WHAT IS ASKED: Reproduce the part of the records that opens with the line containing "Task: Find the white" and continues through the end of the records, both ends included. Add -37 to every x and y coordinate in the answers while leaving all other lines unchanged.

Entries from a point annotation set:

## Start

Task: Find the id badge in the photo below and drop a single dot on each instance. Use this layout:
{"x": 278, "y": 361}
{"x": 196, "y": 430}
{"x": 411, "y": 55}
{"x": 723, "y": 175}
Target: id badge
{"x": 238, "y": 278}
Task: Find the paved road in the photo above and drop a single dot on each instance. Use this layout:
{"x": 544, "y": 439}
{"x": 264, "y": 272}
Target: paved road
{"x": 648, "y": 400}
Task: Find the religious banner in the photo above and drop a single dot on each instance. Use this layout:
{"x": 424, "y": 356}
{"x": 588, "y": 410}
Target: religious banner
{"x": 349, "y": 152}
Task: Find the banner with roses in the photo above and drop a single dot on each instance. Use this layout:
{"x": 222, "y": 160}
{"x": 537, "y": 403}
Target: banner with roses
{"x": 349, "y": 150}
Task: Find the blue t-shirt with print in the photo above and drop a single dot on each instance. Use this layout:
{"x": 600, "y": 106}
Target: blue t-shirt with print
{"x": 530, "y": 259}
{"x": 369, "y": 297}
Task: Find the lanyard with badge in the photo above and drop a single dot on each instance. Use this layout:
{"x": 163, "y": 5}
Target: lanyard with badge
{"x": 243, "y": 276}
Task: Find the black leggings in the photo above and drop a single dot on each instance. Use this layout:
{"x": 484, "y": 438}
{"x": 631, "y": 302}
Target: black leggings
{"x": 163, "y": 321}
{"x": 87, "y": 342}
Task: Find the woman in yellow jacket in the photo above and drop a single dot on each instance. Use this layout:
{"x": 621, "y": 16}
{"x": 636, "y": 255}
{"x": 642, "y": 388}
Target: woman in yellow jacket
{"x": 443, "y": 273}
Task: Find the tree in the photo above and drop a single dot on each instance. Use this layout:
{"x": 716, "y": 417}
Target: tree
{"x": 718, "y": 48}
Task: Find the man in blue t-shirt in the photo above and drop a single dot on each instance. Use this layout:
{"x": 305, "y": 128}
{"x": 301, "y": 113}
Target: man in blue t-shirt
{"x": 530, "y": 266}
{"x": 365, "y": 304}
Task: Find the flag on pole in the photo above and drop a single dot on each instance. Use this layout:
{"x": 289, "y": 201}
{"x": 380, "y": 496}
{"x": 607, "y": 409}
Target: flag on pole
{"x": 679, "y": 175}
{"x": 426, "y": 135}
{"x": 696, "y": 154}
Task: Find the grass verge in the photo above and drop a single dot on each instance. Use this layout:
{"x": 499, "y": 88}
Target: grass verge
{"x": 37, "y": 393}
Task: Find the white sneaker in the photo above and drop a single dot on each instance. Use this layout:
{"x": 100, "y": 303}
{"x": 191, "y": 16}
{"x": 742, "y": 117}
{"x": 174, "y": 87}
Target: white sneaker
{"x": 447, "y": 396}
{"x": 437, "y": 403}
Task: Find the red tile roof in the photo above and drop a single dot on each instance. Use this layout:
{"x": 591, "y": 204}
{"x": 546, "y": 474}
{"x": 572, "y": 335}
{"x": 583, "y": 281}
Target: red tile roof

## End

RESPONSE TO THE TASK:
Task: Find the white sneaker in the photo above and drop a single dot on each instance. Use this layout:
{"x": 100, "y": 303}
{"x": 191, "y": 16}
{"x": 742, "y": 117}
{"x": 174, "y": 87}
Target: white sneaker
{"x": 410, "y": 359}
{"x": 400, "y": 366}
Task: Find the red tile roof in the photo above and drop a single dot on each instance. Use this layout:
{"x": 591, "y": 204}
{"x": 546, "y": 474}
{"x": 572, "y": 335}
{"x": 583, "y": 281}
Target: red tile roof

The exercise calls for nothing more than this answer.